> Lines of data
+-------+

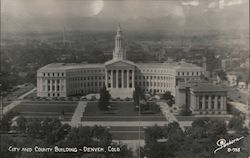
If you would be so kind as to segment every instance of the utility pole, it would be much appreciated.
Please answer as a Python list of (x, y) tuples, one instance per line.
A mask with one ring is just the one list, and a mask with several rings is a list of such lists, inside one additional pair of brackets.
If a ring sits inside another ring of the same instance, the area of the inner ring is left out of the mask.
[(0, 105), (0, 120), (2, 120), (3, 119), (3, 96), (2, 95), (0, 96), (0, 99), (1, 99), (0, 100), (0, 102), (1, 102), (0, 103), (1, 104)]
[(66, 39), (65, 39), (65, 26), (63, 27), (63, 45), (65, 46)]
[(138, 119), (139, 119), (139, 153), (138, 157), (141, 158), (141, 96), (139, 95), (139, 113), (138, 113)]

+-------+

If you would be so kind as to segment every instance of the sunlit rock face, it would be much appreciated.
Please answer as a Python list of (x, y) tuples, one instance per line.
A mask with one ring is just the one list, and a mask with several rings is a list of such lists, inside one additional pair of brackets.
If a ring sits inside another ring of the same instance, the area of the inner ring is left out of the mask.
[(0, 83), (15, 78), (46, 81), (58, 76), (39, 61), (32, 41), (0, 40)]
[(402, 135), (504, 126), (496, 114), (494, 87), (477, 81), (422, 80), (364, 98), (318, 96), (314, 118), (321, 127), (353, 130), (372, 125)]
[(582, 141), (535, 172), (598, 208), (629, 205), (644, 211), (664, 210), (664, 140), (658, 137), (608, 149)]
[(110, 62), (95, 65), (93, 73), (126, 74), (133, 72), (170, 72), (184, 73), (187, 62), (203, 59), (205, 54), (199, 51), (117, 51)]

+-------+

> Job
Copy the lines of the records above verbatim, starting at the line that contains "face, it would be much appreciated." and ending at the line that contains "51), (117, 51)]".

> Written response
If you would be so kind as to segment every instance of the sunlit rock face, it would be much appreciated.
Please answer as a Python list of (x, y) tuples, one instance per line.
A mask with one ring is just the one list, and a mask with several rings is a list of such lists, inside one additional pair of brackets.
If a ring sits inside another ring of the same instance, the area of the inner ring is left out of the mask.
[(0, 83), (15, 78), (46, 81), (58, 76), (39, 61), (32, 41), (0, 40)]
[(402, 135), (504, 126), (496, 114), (494, 87), (477, 81), (422, 80), (364, 98), (318, 96), (314, 118), (321, 127), (353, 130), (372, 125)]
[(582, 141), (535, 172), (598, 208), (629, 205), (644, 211), (664, 210), (664, 140), (658, 137), (608, 149)]
[(110, 62), (95, 65), (93, 73), (126, 74), (133, 72), (170, 72), (184, 73), (187, 62), (203, 59), (205, 54), (199, 51), (117, 51)]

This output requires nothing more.